[Pointing dataset records]
—————

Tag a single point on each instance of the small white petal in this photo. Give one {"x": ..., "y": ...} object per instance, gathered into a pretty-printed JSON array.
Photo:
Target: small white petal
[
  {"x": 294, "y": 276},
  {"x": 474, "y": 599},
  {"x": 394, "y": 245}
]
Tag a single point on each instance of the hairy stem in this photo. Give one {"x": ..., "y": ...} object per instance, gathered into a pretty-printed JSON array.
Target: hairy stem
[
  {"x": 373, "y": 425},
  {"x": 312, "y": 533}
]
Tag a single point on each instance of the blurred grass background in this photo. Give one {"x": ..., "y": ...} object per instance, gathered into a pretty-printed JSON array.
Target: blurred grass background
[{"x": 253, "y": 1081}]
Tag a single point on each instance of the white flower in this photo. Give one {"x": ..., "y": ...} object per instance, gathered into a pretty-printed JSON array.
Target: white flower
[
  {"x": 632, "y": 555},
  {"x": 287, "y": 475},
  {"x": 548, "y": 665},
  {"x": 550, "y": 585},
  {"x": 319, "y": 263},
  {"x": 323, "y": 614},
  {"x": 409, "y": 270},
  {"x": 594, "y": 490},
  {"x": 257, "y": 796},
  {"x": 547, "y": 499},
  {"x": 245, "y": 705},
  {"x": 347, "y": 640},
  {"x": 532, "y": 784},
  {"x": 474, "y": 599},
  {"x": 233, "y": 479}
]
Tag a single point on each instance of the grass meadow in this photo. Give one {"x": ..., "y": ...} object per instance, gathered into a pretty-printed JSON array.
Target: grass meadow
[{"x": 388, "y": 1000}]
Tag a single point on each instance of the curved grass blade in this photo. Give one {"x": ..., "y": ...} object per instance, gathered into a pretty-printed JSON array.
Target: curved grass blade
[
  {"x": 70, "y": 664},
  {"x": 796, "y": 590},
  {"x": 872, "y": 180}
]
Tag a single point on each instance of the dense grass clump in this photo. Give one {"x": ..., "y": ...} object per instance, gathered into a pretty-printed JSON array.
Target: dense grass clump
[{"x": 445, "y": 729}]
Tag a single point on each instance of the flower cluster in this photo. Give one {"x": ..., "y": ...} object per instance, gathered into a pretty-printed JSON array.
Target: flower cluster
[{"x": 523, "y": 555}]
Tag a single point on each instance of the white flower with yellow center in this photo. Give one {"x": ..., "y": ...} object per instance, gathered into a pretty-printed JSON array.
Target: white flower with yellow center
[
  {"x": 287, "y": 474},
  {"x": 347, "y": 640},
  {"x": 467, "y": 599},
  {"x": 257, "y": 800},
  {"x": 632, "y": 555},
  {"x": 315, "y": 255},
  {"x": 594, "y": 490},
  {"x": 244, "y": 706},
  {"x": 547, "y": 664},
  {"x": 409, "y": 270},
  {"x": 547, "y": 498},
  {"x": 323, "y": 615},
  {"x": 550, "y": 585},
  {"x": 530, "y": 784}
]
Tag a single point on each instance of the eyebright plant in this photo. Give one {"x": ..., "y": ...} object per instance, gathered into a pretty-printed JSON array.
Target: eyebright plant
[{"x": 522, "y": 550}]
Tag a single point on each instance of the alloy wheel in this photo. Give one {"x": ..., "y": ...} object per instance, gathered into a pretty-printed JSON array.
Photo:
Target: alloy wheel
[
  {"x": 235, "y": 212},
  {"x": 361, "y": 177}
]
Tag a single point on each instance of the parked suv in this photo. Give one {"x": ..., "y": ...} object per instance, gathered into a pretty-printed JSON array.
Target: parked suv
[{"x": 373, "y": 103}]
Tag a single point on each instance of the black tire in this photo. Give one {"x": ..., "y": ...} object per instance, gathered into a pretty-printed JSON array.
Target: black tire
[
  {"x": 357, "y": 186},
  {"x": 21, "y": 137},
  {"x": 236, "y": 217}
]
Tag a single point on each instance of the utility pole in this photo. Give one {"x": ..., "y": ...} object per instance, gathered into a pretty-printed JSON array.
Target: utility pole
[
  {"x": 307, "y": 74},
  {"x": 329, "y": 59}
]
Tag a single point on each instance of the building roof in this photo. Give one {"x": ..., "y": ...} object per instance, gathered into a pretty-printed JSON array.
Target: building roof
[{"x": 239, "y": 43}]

—————

▸ **Task requirements**: Can you restate every record above word for word?

▸ **Final answer**:
Tag a single point on each instance of the small white petal in this photo. Give one {"x": ..., "y": ...} object per instance, gathered into a pretty-printed JSON array.
Photo:
Target: small white petal
[
  {"x": 294, "y": 276},
  {"x": 474, "y": 599},
  {"x": 394, "y": 245}
]
Tag a single point on each instance of the hairy stem in this photo. Give one {"x": ..., "y": ...} object per instance, gathered into a pretty-printed JSON array.
Target: hairy stem
[
  {"x": 373, "y": 425},
  {"x": 312, "y": 533}
]
Tag a single point on each instance of the blurred grass background in this photo. Give one {"x": ..., "y": ...} object per instance, gathered into a pretty-printed JSON array.
Target: blurred grass background
[{"x": 253, "y": 1081}]
Tag a single point on each instance of the white flower in this photo. Give one {"x": ..., "y": ...} object per instance, gathered into a pretty-printed JSON array.
Target: white flower
[
  {"x": 632, "y": 555},
  {"x": 287, "y": 475},
  {"x": 548, "y": 665},
  {"x": 550, "y": 585},
  {"x": 319, "y": 263},
  {"x": 323, "y": 614},
  {"x": 409, "y": 270},
  {"x": 594, "y": 490},
  {"x": 257, "y": 796},
  {"x": 547, "y": 499},
  {"x": 245, "y": 705},
  {"x": 347, "y": 640},
  {"x": 532, "y": 784},
  {"x": 474, "y": 599},
  {"x": 233, "y": 479}
]
Tag a single point on each instance of the grass meadow in this photo. Give one {"x": ..., "y": ...} object per instance, gathered into a pretty-printed JSON array.
Target: grass meadow
[{"x": 388, "y": 1000}]
Tag a single point on each instance of the curved grass blade in this photo. Give one {"x": ..., "y": ...} object per instance, gathered into a pretty-printed JSON array.
Target: curved grass blade
[
  {"x": 70, "y": 664},
  {"x": 796, "y": 590},
  {"x": 872, "y": 180}
]
Tag a single point on each instance of the dense grass clump in this photo. Give one {"x": ..., "y": ...} object per instance, gathered into a pretty-printed JSON array.
Target: dense grass clump
[{"x": 445, "y": 729}]
Tag a single point on each instance of the flower cluster in this photo. Give one {"x": ..., "y": ...} object per instance, gathered into a pretty-printed JSON array.
Target: flower cluster
[{"x": 523, "y": 555}]
Tag a single point on each instance of the white flower with yellow center in this photo. Give one {"x": ..., "y": ...} object per instance, gathered into a pretty-printed JSON array.
Target: white flower with yellow center
[
  {"x": 287, "y": 474},
  {"x": 347, "y": 640},
  {"x": 467, "y": 599},
  {"x": 257, "y": 800},
  {"x": 632, "y": 555},
  {"x": 315, "y": 255},
  {"x": 594, "y": 490},
  {"x": 244, "y": 706},
  {"x": 547, "y": 664},
  {"x": 409, "y": 270},
  {"x": 547, "y": 498},
  {"x": 323, "y": 615},
  {"x": 550, "y": 585},
  {"x": 530, "y": 784}
]
Tag a single point on each instance of the eyebright plant in this photo. Give one {"x": ..., "y": ...} object per instance, gathered into a pretty-printed JSON array.
Target: eyebright plant
[{"x": 522, "y": 550}]
Tag a single point on each instance of the alloy wheel in this photo. Give one {"x": ..., "y": ...} object per instance, gathered into a pretty-printed JSON array.
Photo:
Target: alloy wheel
[
  {"x": 235, "y": 212},
  {"x": 361, "y": 177}
]
Tag a single point on each instance of the parked suv in this photo. Give one {"x": ..., "y": ...} object per instance, gathered into a pretty-printed JSON array.
Target: parked suv
[{"x": 373, "y": 103}]
Tag a single point on each instance of the black tire in this photo. Give one {"x": ..., "y": ...} object per instance, gathered into a pretty-printed JSON array.
Target: black tire
[
  {"x": 357, "y": 186},
  {"x": 21, "y": 137},
  {"x": 236, "y": 217}
]
Tag a single point on each instance of the utility pole in this photo. Give one {"x": ..., "y": ...} object per instance, gathered into a pretty-printed JSON array.
Target: utility pole
[
  {"x": 307, "y": 74},
  {"x": 329, "y": 59}
]
Tag a single point on each instance of the building roof in this photo. Give one {"x": ..., "y": ...} object per instance, gathered into a pretty-printed JSON array.
Target: building roof
[{"x": 239, "y": 43}]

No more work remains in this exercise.